## Aim of the exercise:
In the updatehosts documentation below, reproduce word for word the passage that opens with the words "Utility Programs" and stops after "is also included.".

## Document extract:
···

Comments: This shows the mx relation.  It also shows how fully-qualified
domain names are written when a suffix is not defined.

/var/named/db/subnet:
#FIELDS subnet prefix=206.225.55. mask gateway prefix=206.225.55. \
dns prefix=206.225.55. domain time prefix=206.225.55. hardware dhcprange \
maxdhcplease dynamicbootp
32 255.255.255.248 33 37 tic.com 37 ether 36-36 3600 no

Comments: This shows the subnet relation which is used to generate the DHCP
bootstrap file.

Generating DHCP Information

The gendhcp script is used to generate an ISC DHCP bootstrap file.
Two relations, "main" and "subnet" are used to generate this information.  The
resulting bootstrap file is created in the current directory and is called
dhcp.conf.  Normally the script is run in the NAMED_DIR directory and added
to the updatehosts shell script by setting the variable GENDHCP in the
updatehosts.env file.

Common practice if this facility is used is to symlink the location of the
dhcpd.conf file to the generated bootstrap file.  Updatehosts takes care of
restarting the DHCP server once the new bootstrap file is generated.  It
uses the poke_dhcp program which should be installed setuid to root and
executable only by the DNS administrative group (default is staff).
poke_dhcp also requires a configuration file called poke_dhcp.env.  A
template of this file is found in the source directory.

Delegating Subdomains

Subdomain delegation is handled by listing the NS records for each
delegated subdomain.  These subdomain records are automatically entered
into the zone file for the parent domain.  Glue A records for a subdomain
server within the delegated subdomain only need to be added to the "main"
relation.  gendns will pick up the glue records, since it sees them as part
of the parent domain.  If you are using BIND 8 a better way to handle
delegation is by using "stub" secondary zones.

Utility Programs

Two conversion utilities, cvtzone and cvtstatic are included with the
system.  They aid conversion from either DNS zone files or static host
files. See the man pages for details on their use.  In general these
utilities try and do the right thing, but sometimes the output will still
need to be manually  edited.

There is also a utility called domain_listwhich parses the BIND V8
configuration file.  The output is a list of zone names and files
found in the named.conf file.  This utlity is useful for converting large
DNS installations.

A pretty print utility for readinfo files called readinfo_pp is also included.

Option Syntax

Unlike previous versions of updatehosts, all BIND V8 options are supported.
Options in the "options" relation have a slightly different syntax than
that found in the named.conf file.  Most of the transformation are obvious,
except for some of the more complicated options.  In general the following
rules apply when translating an "options" tuple to its corresponding named.conf
syntax.

···

## Material shown:
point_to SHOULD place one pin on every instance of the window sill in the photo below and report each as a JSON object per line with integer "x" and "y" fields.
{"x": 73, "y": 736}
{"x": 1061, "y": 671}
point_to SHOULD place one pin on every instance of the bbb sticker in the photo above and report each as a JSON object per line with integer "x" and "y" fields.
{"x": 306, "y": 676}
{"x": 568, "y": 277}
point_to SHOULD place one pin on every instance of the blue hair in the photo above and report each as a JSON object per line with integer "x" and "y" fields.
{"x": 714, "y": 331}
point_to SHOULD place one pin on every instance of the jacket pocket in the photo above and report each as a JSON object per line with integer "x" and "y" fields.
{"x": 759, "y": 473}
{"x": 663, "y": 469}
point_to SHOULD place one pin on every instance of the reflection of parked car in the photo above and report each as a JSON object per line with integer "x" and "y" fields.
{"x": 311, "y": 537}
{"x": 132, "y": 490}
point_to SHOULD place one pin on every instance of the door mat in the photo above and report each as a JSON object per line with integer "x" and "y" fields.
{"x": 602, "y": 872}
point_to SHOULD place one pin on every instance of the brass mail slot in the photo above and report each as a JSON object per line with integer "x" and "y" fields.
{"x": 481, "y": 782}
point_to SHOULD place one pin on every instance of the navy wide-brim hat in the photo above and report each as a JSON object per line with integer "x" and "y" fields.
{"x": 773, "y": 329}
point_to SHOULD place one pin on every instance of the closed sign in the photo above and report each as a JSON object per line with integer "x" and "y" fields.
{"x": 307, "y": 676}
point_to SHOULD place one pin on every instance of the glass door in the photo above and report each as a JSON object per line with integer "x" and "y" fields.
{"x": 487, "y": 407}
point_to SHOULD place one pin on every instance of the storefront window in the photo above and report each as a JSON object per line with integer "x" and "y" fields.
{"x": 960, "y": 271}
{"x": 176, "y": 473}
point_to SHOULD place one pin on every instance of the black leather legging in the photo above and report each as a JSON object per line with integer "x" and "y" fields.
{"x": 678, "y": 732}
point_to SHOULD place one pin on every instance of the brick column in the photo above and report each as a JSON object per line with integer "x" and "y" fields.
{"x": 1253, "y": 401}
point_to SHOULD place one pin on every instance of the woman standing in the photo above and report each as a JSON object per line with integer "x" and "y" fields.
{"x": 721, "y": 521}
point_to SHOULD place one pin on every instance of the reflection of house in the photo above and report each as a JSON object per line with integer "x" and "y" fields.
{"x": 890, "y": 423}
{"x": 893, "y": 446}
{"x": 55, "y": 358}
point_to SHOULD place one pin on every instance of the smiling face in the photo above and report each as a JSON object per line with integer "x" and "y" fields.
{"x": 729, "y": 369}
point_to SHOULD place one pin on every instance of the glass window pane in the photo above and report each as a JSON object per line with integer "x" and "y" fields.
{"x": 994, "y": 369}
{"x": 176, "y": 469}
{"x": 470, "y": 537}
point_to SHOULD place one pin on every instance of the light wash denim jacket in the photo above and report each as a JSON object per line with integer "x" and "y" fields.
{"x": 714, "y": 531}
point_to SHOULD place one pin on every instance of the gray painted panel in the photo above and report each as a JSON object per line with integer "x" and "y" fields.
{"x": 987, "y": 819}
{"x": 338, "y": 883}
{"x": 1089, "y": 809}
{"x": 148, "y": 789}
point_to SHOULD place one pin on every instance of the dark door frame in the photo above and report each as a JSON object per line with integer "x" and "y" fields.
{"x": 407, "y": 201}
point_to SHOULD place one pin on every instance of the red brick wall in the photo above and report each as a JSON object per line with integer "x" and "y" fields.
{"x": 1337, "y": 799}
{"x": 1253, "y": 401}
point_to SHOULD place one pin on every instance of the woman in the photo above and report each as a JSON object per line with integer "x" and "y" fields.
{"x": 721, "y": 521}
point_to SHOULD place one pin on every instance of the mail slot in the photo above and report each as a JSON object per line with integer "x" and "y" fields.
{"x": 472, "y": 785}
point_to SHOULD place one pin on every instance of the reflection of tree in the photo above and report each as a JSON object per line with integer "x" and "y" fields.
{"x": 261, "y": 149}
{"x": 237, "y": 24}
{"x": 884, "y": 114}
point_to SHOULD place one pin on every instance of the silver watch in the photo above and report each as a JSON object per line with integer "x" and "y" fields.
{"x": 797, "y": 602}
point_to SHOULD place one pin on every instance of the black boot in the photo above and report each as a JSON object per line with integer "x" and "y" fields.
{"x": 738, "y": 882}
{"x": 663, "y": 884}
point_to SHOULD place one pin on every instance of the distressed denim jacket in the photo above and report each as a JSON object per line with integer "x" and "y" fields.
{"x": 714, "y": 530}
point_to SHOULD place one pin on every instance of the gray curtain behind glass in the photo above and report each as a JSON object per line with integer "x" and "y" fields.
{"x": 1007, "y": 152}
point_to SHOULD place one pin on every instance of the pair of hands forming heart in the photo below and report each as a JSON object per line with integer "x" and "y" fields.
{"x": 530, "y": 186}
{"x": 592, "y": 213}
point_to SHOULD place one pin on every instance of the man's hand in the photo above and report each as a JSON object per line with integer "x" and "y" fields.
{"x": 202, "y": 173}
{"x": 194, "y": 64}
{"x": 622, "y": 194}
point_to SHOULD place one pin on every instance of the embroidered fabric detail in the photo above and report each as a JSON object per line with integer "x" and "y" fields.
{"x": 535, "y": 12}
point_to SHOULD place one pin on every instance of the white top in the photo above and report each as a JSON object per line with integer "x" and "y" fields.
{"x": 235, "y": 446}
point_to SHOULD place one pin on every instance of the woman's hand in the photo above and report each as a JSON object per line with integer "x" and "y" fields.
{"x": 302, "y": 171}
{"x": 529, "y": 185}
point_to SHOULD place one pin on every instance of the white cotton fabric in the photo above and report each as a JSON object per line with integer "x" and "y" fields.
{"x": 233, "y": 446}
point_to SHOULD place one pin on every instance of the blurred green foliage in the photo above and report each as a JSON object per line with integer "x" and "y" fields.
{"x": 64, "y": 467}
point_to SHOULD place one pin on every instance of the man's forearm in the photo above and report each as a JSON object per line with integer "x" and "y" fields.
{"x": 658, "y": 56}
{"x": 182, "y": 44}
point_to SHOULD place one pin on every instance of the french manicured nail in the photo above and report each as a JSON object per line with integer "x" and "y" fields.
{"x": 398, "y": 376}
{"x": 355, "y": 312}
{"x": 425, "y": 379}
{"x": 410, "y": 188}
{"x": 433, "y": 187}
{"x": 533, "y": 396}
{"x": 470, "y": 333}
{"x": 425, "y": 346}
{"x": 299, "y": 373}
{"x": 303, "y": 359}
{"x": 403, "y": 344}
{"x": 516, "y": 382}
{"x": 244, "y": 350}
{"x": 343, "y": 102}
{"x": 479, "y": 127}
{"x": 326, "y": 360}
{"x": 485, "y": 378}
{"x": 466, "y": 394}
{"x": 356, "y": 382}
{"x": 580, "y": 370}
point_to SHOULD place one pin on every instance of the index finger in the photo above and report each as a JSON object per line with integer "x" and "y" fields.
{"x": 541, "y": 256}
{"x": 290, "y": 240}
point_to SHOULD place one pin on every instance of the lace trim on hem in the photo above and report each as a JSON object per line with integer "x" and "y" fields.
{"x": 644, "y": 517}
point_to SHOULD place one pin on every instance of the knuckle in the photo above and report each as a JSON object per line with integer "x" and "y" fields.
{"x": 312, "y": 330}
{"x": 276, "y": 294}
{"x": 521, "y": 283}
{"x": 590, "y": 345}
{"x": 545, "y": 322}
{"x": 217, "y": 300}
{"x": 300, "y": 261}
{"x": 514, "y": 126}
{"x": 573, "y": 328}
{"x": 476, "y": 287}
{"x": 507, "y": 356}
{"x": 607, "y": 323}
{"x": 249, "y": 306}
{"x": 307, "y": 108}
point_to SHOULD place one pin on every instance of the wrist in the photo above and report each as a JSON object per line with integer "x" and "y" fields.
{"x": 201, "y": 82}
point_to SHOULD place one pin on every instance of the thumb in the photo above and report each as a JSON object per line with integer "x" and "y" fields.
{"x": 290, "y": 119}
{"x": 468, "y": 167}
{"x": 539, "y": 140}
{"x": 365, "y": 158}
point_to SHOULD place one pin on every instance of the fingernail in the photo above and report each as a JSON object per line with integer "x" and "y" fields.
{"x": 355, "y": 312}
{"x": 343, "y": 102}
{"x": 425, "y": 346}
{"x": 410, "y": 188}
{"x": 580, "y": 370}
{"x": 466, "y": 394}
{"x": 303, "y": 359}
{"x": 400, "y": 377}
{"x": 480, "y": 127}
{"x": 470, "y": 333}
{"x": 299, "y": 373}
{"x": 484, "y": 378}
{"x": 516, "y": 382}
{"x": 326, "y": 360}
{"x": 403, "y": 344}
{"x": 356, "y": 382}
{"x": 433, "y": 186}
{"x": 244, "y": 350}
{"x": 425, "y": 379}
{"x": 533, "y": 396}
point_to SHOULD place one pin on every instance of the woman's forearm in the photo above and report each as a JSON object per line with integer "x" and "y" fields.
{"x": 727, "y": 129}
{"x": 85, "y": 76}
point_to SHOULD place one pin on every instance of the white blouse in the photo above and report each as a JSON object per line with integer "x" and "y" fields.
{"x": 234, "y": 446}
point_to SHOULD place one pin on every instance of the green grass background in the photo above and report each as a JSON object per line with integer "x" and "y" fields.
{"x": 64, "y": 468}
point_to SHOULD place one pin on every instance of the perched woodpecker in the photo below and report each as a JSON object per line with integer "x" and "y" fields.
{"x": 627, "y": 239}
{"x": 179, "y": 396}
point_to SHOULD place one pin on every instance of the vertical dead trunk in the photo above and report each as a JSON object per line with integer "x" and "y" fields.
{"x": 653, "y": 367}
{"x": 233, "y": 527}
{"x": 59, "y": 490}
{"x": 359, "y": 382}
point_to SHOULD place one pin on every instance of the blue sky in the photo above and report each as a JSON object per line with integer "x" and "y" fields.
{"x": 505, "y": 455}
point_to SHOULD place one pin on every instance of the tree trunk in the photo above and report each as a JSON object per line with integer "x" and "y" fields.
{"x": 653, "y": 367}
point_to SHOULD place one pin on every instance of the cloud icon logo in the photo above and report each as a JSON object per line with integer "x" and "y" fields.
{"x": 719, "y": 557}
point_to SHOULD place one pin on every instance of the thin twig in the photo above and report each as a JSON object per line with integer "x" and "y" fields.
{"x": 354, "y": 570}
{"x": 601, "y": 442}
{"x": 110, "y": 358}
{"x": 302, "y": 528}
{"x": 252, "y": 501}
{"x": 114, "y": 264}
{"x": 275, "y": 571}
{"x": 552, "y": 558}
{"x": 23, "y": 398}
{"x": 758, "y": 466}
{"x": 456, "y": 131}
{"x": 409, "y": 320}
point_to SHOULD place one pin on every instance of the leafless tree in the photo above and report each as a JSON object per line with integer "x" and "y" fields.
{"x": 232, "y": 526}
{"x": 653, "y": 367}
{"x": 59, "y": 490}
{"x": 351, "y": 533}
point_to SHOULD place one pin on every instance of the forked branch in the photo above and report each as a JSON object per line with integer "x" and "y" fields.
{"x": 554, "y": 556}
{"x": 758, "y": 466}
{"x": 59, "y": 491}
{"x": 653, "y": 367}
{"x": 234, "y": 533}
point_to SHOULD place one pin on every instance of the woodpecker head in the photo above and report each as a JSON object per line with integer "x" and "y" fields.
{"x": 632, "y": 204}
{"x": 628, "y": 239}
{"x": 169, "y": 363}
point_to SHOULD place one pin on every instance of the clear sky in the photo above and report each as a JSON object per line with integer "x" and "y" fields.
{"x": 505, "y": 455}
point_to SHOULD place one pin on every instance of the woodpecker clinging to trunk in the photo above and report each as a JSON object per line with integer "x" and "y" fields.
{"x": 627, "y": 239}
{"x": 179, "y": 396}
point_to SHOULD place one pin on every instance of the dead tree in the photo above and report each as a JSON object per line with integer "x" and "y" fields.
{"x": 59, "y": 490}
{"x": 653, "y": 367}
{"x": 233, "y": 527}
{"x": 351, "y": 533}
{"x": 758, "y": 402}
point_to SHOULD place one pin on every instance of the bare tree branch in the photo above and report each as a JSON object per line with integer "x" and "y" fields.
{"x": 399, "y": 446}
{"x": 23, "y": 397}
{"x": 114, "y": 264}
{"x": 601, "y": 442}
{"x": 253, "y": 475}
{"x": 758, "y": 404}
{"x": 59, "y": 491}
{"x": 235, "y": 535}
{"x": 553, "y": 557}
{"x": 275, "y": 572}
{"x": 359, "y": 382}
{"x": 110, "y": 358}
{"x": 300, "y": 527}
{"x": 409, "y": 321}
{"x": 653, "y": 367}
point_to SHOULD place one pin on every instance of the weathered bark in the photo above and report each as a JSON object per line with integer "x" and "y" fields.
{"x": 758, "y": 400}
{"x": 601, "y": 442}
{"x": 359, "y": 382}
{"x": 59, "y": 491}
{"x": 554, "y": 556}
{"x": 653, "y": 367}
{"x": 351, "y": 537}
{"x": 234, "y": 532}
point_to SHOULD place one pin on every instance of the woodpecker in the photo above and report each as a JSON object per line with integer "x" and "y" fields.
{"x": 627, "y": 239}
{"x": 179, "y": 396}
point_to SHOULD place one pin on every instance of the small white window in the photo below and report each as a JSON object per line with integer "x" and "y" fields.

···

## Response to this exercise:
Utility Programs

Two conversion utilities, cvtzone and cvtstatic are included with the
system.  They aid conversion from either DNS zone files or static host
files. See the man pages for details on their use.  In general these
utilities try and do the right thing, but sometimes the output will still
need to be manually  edited.

There is also a utility called domain_listwhich parses the BIND V8
configuration file.  The output is a list of zone names and files
found in the named.conf file.  This utlity is useful for converting large
DNS installations.

A pretty print utility for readinfo files called readinfo_pp is also included.